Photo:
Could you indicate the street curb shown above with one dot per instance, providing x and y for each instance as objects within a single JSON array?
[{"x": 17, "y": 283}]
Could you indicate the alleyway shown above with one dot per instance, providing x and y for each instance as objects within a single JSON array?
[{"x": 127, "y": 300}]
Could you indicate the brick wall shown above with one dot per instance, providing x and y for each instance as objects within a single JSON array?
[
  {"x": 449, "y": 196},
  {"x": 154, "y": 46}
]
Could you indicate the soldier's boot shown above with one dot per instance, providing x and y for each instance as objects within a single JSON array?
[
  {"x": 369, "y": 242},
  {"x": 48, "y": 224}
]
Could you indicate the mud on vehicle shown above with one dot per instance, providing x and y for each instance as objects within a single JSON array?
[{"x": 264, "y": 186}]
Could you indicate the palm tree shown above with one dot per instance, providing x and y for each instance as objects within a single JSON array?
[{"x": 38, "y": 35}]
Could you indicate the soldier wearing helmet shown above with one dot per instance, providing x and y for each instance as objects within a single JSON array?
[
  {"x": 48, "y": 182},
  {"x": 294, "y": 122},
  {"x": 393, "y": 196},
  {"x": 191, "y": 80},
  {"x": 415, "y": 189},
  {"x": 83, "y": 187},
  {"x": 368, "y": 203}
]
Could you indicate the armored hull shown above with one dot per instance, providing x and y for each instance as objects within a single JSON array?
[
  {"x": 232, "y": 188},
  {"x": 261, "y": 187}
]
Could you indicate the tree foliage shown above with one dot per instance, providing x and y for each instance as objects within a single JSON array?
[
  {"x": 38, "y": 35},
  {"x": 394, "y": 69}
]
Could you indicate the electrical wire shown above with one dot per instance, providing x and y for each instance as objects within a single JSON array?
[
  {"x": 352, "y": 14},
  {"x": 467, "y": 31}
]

************

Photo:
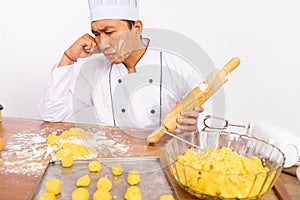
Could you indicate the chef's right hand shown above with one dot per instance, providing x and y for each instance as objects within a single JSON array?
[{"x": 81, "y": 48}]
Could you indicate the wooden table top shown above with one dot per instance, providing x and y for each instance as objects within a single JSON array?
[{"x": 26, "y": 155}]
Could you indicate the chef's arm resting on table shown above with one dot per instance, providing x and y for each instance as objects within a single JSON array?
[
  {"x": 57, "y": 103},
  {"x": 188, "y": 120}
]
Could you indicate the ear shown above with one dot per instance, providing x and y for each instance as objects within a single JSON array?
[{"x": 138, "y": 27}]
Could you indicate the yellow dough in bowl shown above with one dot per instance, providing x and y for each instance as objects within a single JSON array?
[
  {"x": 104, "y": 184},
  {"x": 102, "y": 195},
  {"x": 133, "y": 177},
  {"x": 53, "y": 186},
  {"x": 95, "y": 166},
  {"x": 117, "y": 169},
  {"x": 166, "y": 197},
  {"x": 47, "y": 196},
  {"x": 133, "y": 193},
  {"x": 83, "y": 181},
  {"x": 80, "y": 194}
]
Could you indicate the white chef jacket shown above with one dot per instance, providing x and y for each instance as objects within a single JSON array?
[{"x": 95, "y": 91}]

************

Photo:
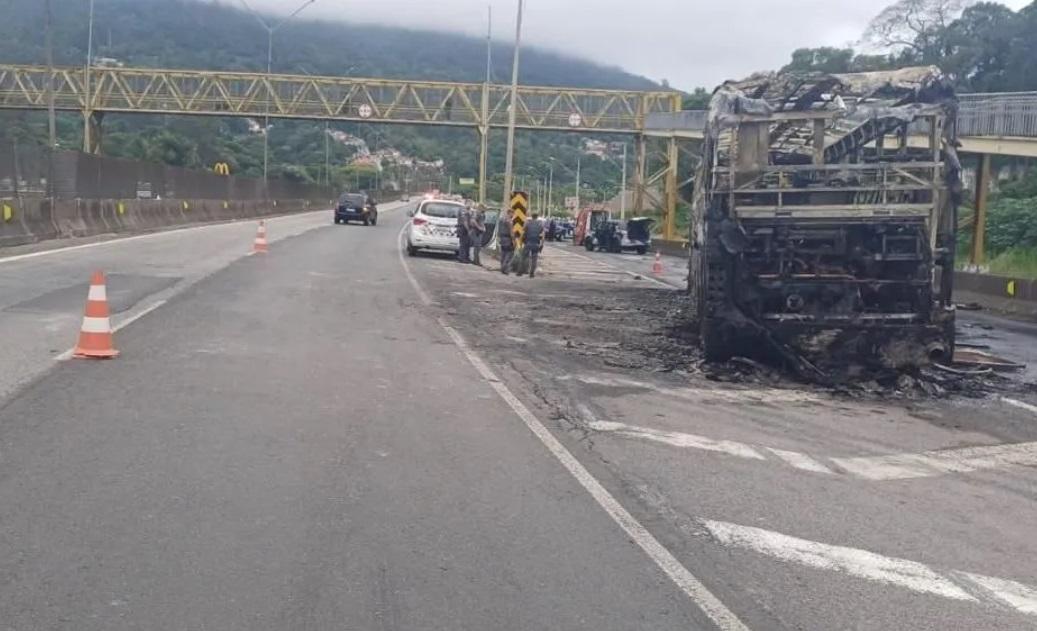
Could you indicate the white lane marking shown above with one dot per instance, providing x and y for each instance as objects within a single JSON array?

************

→ **REQUEST**:
How many lines in the entries above contain the string "soldier"? Case counts. Reply with the number alone.

→ **THE COMPLETED TASK**:
2